— BEGIN —

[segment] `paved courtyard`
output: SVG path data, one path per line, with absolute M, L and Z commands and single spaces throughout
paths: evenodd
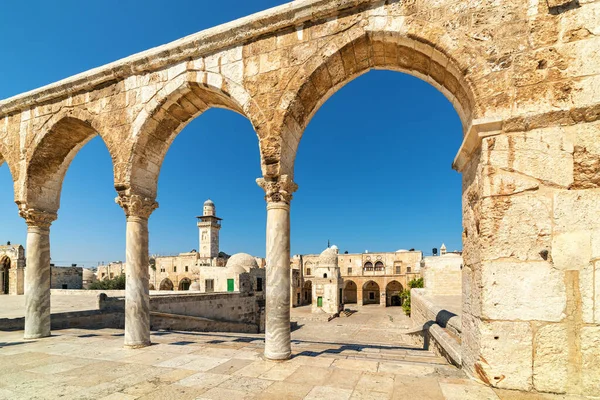
M 399 308 L 364 307 L 331 322 L 307 319 L 307 308 L 292 314 L 299 328 L 285 362 L 262 359 L 263 335 L 160 331 L 152 346 L 128 350 L 117 329 L 33 341 L 3 332 L 0 399 L 563 398 L 494 391 L 429 351 L 390 342 L 409 323 Z

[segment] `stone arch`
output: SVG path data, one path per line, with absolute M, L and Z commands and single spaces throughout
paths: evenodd
M 400 297 L 402 290 L 403 287 L 400 282 L 396 280 L 388 282 L 388 284 L 385 286 L 385 305 L 388 307 L 402 305 L 402 298 Z
M 165 278 L 160 282 L 158 290 L 173 290 L 174 288 L 175 285 L 173 285 L 173 281 L 171 281 L 169 278 Z
M 381 290 L 379 285 L 375 281 L 367 281 L 363 285 L 363 305 L 366 304 L 379 304 Z
M 183 278 L 182 280 L 179 281 L 178 289 L 179 290 L 190 290 L 191 284 L 192 284 L 192 281 L 190 280 L 190 278 Z
M 8 256 L 0 258 L 0 294 L 10 294 L 10 267 Z
M 356 304 L 358 301 L 358 286 L 354 281 L 346 281 L 344 283 L 343 292 L 344 304 Z
M 312 281 L 305 281 L 302 287 L 302 304 L 312 304 Z
M 186 70 L 168 82 L 137 115 L 125 182 L 117 190 L 132 189 L 156 197 L 162 162 L 173 140 L 193 119 L 210 108 L 224 108 L 246 117 L 260 138 L 266 118 L 237 83 L 221 74 Z M 258 141 L 260 149 L 260 141 Z
M 403 34 L 357 28 L 336 35 L 295 73 L 278 106 L 285 112 L 276 116 L 272 127 L 281 136 L 280 158 L 271 160 L 281 162 L 280 174 L 293 177 L 299 142 L 319 108 L 340 88 L 372 69 L 407 73 L 437 88 L 453 104 L 466 132 L 479 110 L 475 85 L 463 71 L 473 67 L 472 53 L 479 45 L 468 42 L 471 48 L 462 53 L 454 50 L 457 43 L 441 46 L 448 42 L 446 30 L 422 27 L 423 23 L 411 21 L 407 25 L 413 31 Z
M 36 135 L 28 153 L 23 192 L 17 203 L 27 208 L 56 212 L 60 207 L 63 180 L 69 165 L 83 146 L 102 134 L 95 128 L 90 113 L 69 110 L 52 117 Z M 114 151 L 103 142 L 111 156 L 114 173 Z

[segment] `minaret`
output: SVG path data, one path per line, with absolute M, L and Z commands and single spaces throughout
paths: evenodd
M 215 258 L 219 255 L 219 230 L 221 218 L 216 216 L 215 203 L 208 199 L 204 202 L 202 216 L 198 218 L 200 231 L 200 258 Z

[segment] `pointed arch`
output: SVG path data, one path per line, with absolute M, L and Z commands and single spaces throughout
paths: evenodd
M 95 127 L 93 115 L 79 109 L 58 113 L 45 126 L 28 152 L 23 192 L 16 197 L 18 204 L 56 212 L 69 165 L 83 146 L 102 134 Z M 114 151 L 102 140 L 111 156 L 114 173 Z
M 429 36 L 423 37 L 417 30 L 420 26 L 414 22 L 411 31 L 403 33 L 356 28 L 336 35 L 295 73 L 278 106 L 285 112 L 275 116 L 271 128 L 281 137 L 280 174 L 293 177 L 298 145 L 319 108 L 340 88 L 373 69 L 407 73 L 437 88 L 454 106 L 466 132 L 479 112 L 474 85 L 464 73 L 472 67 L 472 57 L 467 50 L 457 52 L 456 43 L 440 45 L 449 41 L 444 29 L 427 26 L 423 32 Z M 469 51 L 477 49 L 473 44 Z
M 260 154 L 258 139 L 266 118 L 246 90 L 221 74 L 186 70 L 166 84 L 136 117 L 126 182 L 117 189 L 131 188 L 156 197 L 160 168 L 171 143 L 189 122 L 213 107 L 246 117 L 257 134 Z

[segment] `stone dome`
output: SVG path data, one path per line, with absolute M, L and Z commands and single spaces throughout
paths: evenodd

— END —

**Task objective:** The pictures should not be reproduced; quote all of the other material exactly.

**Full solution:**
[segment] `paved courtyard`
output: SVG path data, one path per line, with absolute M, L and Z commands and single spaces throughout
paths: evenodd
M 399 308 L 364 307 L 331 322 L 307 319 L 307 308 L 292 314 L 299 328 L 285 362 L 262 359 L 263 335 L 160 331 L 152 346 L 128 350 L 117 329 L 33 341 L 3 332 L 0 399 L 563 398 L 494 391 L 429 351 L 390 342 L 409 323 Z

[segment] `stone arch`
output: SVG path data, one path per line, with absolute M, L and Z commands and single spaces throughout
paths: evenodd
M 400 297 L 402 290 L 403 287 L 400 282 L 396 280 L 388 282 L 388 284 L 385 286 L 385 305 L 388 307 L 402 305 L 402 298 Z
M 165 278 L 160 282 L 158 290 L 173 290 L 174 288 L 175 285 L 173 285 L 173 281 L 171 281 L 169 278 Z
M 381 290 L 379 285 L 375 281 L 367 281 L 363 285 L 363 305 L 366 304 L 379 304 Z
M 183 278 L 182 280 L 179 281 L 178 289 L 179 290 L 190 290 L 191 284 L 192 284 L 192 281 L 190 280 L 190 278 Z
M 8 256 L 0 258 L 0 294 L 10 294 L 10 267 Z
M 356 304 L 358 301 L 358 286 L 354 281 L 346 281 L 344 283 L 343 292 L 344 304 Z
M 312 281 L 305 281 L 302 287 L 302 304 L 312 304 Z
M 186 70 L 168 82 L 137 115 L 125 182 L 117 190 L 132 189 L 156 197 L 162 162 L 173 140 L 193 119 L 210 108 L 224 108 L 246 117 L 260 138 L 266 118 L 237 83 L 221 74 Z M 258 141 L 260 149 L 260 141 Z
M 403 34 L 357 28 L 336 35 L 295 73 L 278 106 L 285 112 L 276 116 L 272 127 L 281 136 L 280 158 L 271 160 L 281 162 L 280 174 L 293 177 L 299 142 L 319 108 L 340 88 L 372 69 L 407 73 L 437 88 L 453 104 L 466 132 L 479 110 L 475 85 L 463 71 L 473 67 L 472 53 L 479 45 L 468 42 L 471 48 L 462 53 L 454 50 L 457 43 L 441 46 L 448 42 L 446 30 L 422 27 L 423 23 L 411 21 L 407 25 L 413 31 Z
M 36 135 L 28 153 L 23 192 L 17 203 L 27 208 L 56 212 L 60 207 L 63 180 L 69 165 L 83 146 L 102 134 L 95 128 L 90 113 L 69 110 L 52 117 Z M 114 151 L 103 142 L 111 156 L 114 173 Z

[segment] `minaret`
output: SVG path data, one path per line, with absolute M, L and Z commands and single spaces throughout
paths: evenodd
M 215 258 L 219 255 L 219 230 L 221 218 L 216 216 L 215 203 L 208 199 L 204 202 L 202 216 L 198 218 L 200 231 L 200 258 Z

[segment] `pointed arch`
output: SVG path data, one path per line, with absolute M, L and Z commands and single spaces throughout
paths: evenodd
M 95 127 L 93 115 L 79 109 L 58 113 L 45 126 L 28 152 L 23 192 L 16 197 L 18 204 L 56 212 L 69 165 L 83 146 L 102 134 Z M 114 151 L 102 140 L 111 156 L 114 173 Z
M 429 36 L 423 37 L 417 30 L 420 26 L 414 22 L 411 31 L 403 33 L 356 28 L 336 35 L 295 73 L 278 106 L 285 112 L 275 116 L 271 128 L 281 137 L 280 174 L 293 177 L 298 145 L 319 108 L 340 88 L 373 69 L 407 73 L 437 88 L 454 106 L 466 132 L 479 112 L 474 85 L 464 73 L 472 67 L 472 57 L 467 50 L 457 52 L 456 43 L 440 45 L 449 41 L 444 29 L 427 26 L 423 32 Z M 469 51 L 477 49 L 473 44 Z
M 260 154 L 258 139 L 266 118 L 246 90 L 221 74 L 186 70 L 166 84 L 136 117 L 126 182 L 117 189 L 131 188 L 156 197 L 160 168 L 171 143 L 189 122 L 213 107 L 246 117 L 257 134 Z

[segment] `stone dome`
output: SVG path data, one path per line, with absolute M, L and Z commands and single spaces throughout
paths: evenodd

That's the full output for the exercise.